- [WHAT THIS TASK INVOLVES] Only a number is wanted: how many lines in these records contain the word "dirt"?
---*---
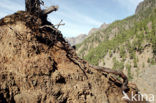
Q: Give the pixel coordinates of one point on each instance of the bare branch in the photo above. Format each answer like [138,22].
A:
[49,10]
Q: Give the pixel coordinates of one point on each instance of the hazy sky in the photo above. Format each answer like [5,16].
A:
[79,15]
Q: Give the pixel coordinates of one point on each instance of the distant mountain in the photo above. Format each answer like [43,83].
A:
[128,44]
[79,39]
[76,40]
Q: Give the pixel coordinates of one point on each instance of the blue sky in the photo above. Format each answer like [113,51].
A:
[79,15]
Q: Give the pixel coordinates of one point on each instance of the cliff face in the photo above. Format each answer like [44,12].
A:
[77,40]
[38,66]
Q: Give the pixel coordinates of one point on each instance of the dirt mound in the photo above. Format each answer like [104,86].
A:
[38,65]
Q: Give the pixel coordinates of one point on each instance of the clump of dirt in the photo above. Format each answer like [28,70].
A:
[38,66]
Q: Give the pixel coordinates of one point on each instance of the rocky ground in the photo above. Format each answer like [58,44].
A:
[38,66]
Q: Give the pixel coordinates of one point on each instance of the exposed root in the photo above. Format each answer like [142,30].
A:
[119,73]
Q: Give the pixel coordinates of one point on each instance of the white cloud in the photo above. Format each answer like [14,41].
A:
[129,4]
[11,5]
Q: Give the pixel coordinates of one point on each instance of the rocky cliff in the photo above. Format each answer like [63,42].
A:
[38,66]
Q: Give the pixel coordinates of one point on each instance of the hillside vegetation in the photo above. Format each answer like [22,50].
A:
[125,44]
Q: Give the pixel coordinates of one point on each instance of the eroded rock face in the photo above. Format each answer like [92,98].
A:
[35,67]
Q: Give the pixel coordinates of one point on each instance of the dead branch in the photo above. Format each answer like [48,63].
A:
[119,73]
[58,25]
[49,10]
[48,26]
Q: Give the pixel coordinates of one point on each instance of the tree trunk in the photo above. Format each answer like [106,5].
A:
[33,6]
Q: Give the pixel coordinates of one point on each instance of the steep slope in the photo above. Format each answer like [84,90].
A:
[76,40]
[128,45]
[38,66]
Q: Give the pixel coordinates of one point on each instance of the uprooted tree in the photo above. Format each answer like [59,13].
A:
[34,7]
---*---
- [EXERCISE OUTPUT] 2